● EXCERPT PROVIDED

*****

EXHIBIT 10.19
LOAN AGREEMENT
THIS AGREEMENT made this 3rd day of July, 0000,
X X X X X X X
XXXXX X. XXXXX
Hereinafter called the Executive
OF THE FIRST PART;
- and -
SR TELECOM INC.
Hereinafter called the Corporation
OF THE SECOND PART.
WHEREAS, pursuant to a Circular filed with regulatory authorities
as of the 31st day of May, 2001, the Corporation made an offering of Rights to
subscribe for common shares in the capital stock of the Corporation (the
''SHARES'') at a purchase price of $1.60 per share (the ''SUBSCRIPTION PRICE'');
AND WHEREAS, the offering expires on the 3rd day of July, 2001;
AND WHEREAS, the Executive has acquired Rights to purchase 36,250
shares capital stock of the Corporation at the subscription price and has agreed
to exercise such rights as of the date hereof;
AND WHEREAS, the Directors of the Corporation, at a meeting held
on the 21st day of June, 2001, authorized the provision of financial assistance
for the purchase of such number of shares by the Executive at the subscription
price subject to the receipt by the corporation of appropriate security;
NOW THEREFORE the parties agree
1. The Corporation will lend to the Executive the sum of
$58,000 at an interest rate of 5% per annum.
2. The Executive will purchase 36,250 of the offered
shares as of the date hereof.
3. The Executive will repay the principal amount of the loan in full
on the 3rd day of July, 2006, and will also pay interest
calculated yearly, not in advance, at the rate of 5% per annum as
well after as before maturity and both before and after default
on such portion of the principal as remains from time to time
unpaid on the 3rd day of July in each year; the first payment of
interest to be computed from the 3rd day of July, 2001, upon the
whole amount of principal secured, to become due and payable on
the 3rd day of July, 2002.
4. The Executive will have the privilege of prepaying the whole or
any part of the principal sum at any time without notice or bonus
provided, however, that such prepayment shall be made in the
principal amount of $1,600, or any multiple thereof, only and
that interest, calculated on the amount prepaid and computed to
the date of actual prepayment, shall also be paid at the time of
any prepayment.
5. In evidence of the loan herein provided for, the Executive will
execute a promissory not in the form set out in Annex A hereto
and, as security for repayment, will enter into a Pledge
Agreement as set out in Annex B hereto.
IT IS EXPRESSLY UNDERSTOOD AND AGREED however that, notwithstanding
anything hereinbefore contained, should the Executive leave the employment of
the Corporation prior to the 3rd day of July, 2006, the amount of principal then
outstanding and interest thereon shall, at the option of the Corporation be paid
forthwith upon demand.
IN WITNESS WHEREOF the parties hereto have executed this Agreement as of
the date first above written.
SIGNED, SEALED AND DELIVERED )
in the presence of )
) /s/ Xxxxx X. Xxxxx
) __________________________________
) XXXXX X. XXXXX
)
)
) SR TELECOM INC.
)
) Per:
) /s/ Pierre St. Arnaud
) _______________________________
)
2
PLEDGE AGREEMENT
THIS AGREEMENT made this 3rd day of July, 2001.
B E T W E E N:
XXXXX X. XXXXX
Hereinafter called the PLEDGOR
OF THE FIRST PART;
- and -
SR TELECOM INC.

*****

● DATA LISTING

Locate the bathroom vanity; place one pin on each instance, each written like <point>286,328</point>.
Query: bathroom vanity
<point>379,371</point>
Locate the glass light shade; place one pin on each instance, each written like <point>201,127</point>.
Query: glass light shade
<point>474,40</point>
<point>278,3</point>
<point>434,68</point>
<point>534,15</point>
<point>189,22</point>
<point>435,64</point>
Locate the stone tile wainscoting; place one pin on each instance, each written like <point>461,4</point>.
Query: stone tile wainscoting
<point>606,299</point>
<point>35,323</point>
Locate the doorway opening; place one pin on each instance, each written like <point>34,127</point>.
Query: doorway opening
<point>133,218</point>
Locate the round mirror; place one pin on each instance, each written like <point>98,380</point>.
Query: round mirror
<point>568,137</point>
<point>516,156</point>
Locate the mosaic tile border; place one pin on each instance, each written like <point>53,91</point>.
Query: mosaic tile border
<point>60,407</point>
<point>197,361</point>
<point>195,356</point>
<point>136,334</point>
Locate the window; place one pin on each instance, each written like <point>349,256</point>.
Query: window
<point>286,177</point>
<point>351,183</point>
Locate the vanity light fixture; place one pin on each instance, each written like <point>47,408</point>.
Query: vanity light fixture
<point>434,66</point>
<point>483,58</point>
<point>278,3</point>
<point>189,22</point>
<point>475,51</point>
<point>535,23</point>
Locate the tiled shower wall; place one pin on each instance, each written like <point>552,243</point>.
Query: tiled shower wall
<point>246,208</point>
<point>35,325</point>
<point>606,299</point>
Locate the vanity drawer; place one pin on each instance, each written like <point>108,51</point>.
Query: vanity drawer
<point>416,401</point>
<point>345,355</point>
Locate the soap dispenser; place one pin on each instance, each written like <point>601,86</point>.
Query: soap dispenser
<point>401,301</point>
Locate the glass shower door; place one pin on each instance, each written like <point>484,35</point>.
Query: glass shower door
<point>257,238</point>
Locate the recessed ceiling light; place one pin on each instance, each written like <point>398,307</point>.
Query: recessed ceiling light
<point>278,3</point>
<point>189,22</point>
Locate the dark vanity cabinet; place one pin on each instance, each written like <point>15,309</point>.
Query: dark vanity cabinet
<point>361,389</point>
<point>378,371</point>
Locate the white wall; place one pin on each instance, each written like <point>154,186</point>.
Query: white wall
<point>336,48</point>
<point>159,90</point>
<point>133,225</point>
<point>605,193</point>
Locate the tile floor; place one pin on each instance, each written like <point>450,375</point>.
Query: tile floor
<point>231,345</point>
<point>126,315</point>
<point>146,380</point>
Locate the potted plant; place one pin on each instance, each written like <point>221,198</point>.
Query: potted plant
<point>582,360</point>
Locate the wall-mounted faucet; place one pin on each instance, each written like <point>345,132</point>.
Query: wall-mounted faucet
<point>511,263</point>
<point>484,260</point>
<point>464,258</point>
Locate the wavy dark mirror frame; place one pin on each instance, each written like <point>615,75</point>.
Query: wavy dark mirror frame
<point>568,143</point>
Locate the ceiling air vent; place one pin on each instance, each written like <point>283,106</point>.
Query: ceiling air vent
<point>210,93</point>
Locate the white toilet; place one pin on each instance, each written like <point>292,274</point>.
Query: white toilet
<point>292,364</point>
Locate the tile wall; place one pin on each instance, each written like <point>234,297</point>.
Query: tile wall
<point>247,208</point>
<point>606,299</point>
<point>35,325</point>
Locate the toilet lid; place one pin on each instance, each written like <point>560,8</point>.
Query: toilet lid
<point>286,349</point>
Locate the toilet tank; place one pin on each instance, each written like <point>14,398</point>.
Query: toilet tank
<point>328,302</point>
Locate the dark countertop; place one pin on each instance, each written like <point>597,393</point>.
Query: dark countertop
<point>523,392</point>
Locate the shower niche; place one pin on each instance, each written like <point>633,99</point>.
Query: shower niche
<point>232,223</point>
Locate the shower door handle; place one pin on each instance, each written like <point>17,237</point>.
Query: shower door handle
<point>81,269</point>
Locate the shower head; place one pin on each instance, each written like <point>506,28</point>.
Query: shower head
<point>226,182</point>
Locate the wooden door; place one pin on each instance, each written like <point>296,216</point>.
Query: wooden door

*****

● SHORT PROBLEM 1
Answer these questions from the loan agreement:
(a) What annual interest rate does the loan carry?
(b) On what date did the Directors of the Corporation meet to authorize the financial assistance?
(c) In what amounts may prepayments of principal be made?
● SHORT PROBLEM 2
Say whether each statement agrees with the loan agreement, and quote the words that decide it:
(a) The offering of Rights expires on the 3rd day of July, 2001.
(b) The Executive must give notice before prepaying any part of the principal.
(c) The subscription price is $1.60 per share.
● SHORT PROBLEM 3
Reproduce the loan agreement from "5. In evidence" to "AND DELIVERED )".

● REPLY 1
(a) 5% per annum.
(b) The 21st day of June, 2001.
(c) $1,600, or any multiple thereof.

● REPLY 2
(a) Yes: "the offering expires on the 3rd day of July, 2001"
(b) No: "at any time without notice or bonus"
(c) Yes: "at a purchase price of $1.60 per share"

● REPLY 3
5. In evidence of the loan herein provided for, the Executive will
execute a promissory not in the form set out in Annex A hereto
and, as security for repayment, will enter into a Pledge
Agreement as set out in Annex B hereto.
IT IS EXPRESSLY UNDERSTOOD AND AGREED however that, notwithstanding
anything hereinbefore contained, should the Executive leave the employment of
the Corporation prior to the 3rd day of July, 2006, the amount of principal then
outstanding and interest thereon shall, at the option of the Corporation be paid
forthwith upon demand.
IN WITNESS WHEREOF the parties hereto have executed this Agreement as of
the date first above written.
SIGNED, SEALED AND DELIVERED )